## Extracted information
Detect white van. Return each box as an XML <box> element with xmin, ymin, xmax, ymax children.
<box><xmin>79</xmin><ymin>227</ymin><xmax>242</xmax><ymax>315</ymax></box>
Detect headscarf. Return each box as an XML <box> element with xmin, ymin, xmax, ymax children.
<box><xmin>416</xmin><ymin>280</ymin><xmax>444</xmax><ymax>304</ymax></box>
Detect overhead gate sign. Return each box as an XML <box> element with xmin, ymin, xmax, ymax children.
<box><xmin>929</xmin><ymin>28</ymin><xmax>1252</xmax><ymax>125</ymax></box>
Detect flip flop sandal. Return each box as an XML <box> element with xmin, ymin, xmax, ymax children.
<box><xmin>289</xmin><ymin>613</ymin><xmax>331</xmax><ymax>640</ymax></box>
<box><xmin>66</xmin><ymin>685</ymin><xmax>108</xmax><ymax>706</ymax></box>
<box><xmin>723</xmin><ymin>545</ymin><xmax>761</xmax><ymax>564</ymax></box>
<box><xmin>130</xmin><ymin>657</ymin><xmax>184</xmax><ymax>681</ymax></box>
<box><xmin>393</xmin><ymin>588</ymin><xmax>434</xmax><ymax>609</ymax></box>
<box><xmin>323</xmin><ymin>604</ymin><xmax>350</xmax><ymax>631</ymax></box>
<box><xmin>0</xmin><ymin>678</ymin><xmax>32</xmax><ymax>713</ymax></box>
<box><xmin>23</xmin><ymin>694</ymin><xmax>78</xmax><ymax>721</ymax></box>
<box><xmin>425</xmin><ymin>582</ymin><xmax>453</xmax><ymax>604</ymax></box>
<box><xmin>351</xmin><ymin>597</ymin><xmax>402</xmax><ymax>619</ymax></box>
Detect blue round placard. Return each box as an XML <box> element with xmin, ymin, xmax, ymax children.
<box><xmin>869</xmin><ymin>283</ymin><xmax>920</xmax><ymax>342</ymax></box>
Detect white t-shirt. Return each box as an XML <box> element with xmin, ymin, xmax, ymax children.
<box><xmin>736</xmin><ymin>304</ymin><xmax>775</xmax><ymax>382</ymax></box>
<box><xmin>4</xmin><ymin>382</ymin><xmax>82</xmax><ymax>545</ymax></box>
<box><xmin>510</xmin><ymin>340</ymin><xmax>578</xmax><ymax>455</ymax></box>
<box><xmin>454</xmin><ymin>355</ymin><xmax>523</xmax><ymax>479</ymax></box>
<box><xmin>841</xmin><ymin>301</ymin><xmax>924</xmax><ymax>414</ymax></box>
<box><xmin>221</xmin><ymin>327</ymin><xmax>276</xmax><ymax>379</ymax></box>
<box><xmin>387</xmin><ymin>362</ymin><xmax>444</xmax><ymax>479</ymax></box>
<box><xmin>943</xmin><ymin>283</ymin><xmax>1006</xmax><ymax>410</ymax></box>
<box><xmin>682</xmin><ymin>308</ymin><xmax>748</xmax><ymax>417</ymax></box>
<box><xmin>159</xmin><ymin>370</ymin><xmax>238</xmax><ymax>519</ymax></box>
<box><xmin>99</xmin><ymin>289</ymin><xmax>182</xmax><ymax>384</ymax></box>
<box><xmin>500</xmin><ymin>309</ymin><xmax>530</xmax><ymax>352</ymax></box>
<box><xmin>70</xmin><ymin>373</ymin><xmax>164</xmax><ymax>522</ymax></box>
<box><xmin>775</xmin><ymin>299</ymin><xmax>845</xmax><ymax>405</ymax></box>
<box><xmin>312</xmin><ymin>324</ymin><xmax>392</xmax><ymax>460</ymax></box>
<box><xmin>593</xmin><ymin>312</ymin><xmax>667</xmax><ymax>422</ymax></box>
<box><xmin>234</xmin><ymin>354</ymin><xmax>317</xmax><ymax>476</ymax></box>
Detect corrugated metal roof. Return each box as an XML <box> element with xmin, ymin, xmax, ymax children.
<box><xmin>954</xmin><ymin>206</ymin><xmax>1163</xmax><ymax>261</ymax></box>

## Exercise goal
Copy out all the records above, changing every "Detect" to "Locate" and leaving everything else untouched.

## Task response
Locate white van. Return each box as an XML <box> element with xmin, ymin, xmax, ymax children.
<box><xmin>79</xmin><ymin>227</ymin><xmax>242</xmax><ymax>315</ymax></box>
Locate headscarf. Return each box as an XML <box> element with xmin, ymin, xmax, ymax children.
<box><xmin>416</xmin><ymin>280</ymin><xmax>444</xmax><ymax>304</ymax></box>
Locate overhead gate sign. Return each box as an XML <box> element with xmin, ymin, xmax, ymax children.
<box><xmin>929</xmin><ymin>28</ymin><xmax>1252</xmax><ymax>125</ymax></box>
Locate flip flop sandal. Return each box as an XML <box> element with xmin, ymin, xmax, ymax children.
<box><xmin>289</xmin><ymin>613</ymin><xmax>331</xmax><ymax>640</ymax></box>
<box><xmin>66</xmin><ymin>685</ymin><xmax>108</xmax><ymax>706</ymax></box>
<box><xmin>723</xmin><ymin>545</ymin><xmax>761</xmax><ymax>564</ymax></box>
<box><xmin>130</xmin><ymin>657</ymin><xmax>184</xmax><ymax>681</ymax></box>
<box><xmin>393</xmin><ymin>588</ymin><xmax>434</xmax><ymax>609</ymax></box>
<box><xmin>323</xmin><ymin>604</ymin><xmax>350</xmax><ymax>631</ymax></box>
<box><xmin>0</xmin><ymin>678</ymin><xmax>32</xmax><ymax>713</ymax></box>
<box><xmin>23</xmin><ymin>694</ymin><xmax>78</xmax><ymax>721</ymax></box>
<box><xmin>425</xmin><ymin>582</ymin><xmax>453</xmax><ymax>604</ymax></box>
<box><xmin>351</xmin><ymin>597</ymin><xmax>402</xmax><ymax>619</ymax></box>
Locate blue round placard. Return each box as an XML <box> element with xmin, ymin, xmax, ymax children.
<box><xmin>869</xmin><ymin>283</ymin><xmax>920</xmax><ymax>342</ymax></box>
Locate white t-shirt. Return each box as an XML <box> element with xmin, ymin, xmax, ymax children.
<box><xmin>736</xmin><ymin>304</ymin><xmax>775</xmax><ymax>382</ymax></box>
<box><xmin>4</xmin><ymin>382</ymin><xmax>82</xmax><ymax>545</ymax></box>
<box><xmin>510</xmin><ymin>340</ymin><xmax>578</xmax><ymax>455</ymax></box>
<box><xmin>454</xmin><ymin>355</ymin><xmax>523</xmax><ymax>479</ymax></box>
<box><xmin>841</xmin><ymin>301</ymin><xmax>924</xmax><ymax>414</ymax></box>
<box><xmin>221</xmin><ymin>327</ymin><xmax>276</xmax><ymax>379</ymax></box>
<box><xmin>387</xmin><ymin>362</ymin><xmax>444</xmax><ymax>479</ymax></box>
<box><xmin>943</xmin><ymin>283</ymin><xmax>1006</xmax><ymax>410</ymax></box>
<box><xmin>682</xmin><ymin>308</ymin><xmax>748</xmax><ymax>417</ymax></box>
<box><xmin>159</xmin><ymin>370</ymin><xmax>238</xmax><ymax>519</ymax></box>
<box><xmin>99</xmin><ymin>289</ymin><xmax>182</xmax><ymax>384</ymax></box>
<box><xmin>500</xmin><ymin>309</ymin><xmax>530</xmax><ymax>352</ymax></box>
<box><xmin>70</xmin><ymin>373</ymin><xmax>164</xmax><ymax>522</ymax></box>
<box><xmin>775</xmin><ymin>299</ymin><xmax>845</xmax><ymax>405</ymax></box>
<box><xmin>312</xmin><ymin>324</ymin><xmax>392</xmax><ymax>460</ymax></box>
<box><xmin>593</xmin><ymin>312</ymin><xmax>667</xmax><ymax>422</ymax></box>
<box><xmin>234</xmin><ymin>354</ymin><xmax>317</xmax><ymax>476</ymax></box>
Locate corrugated metal roof. Return each box as an XML <box> element with xmin, ymin, xmax, ymax children.
<box><xmin>954</xmin><ymin>206</ymin><xmax>1163</xmax><ymax>261</ymax></box>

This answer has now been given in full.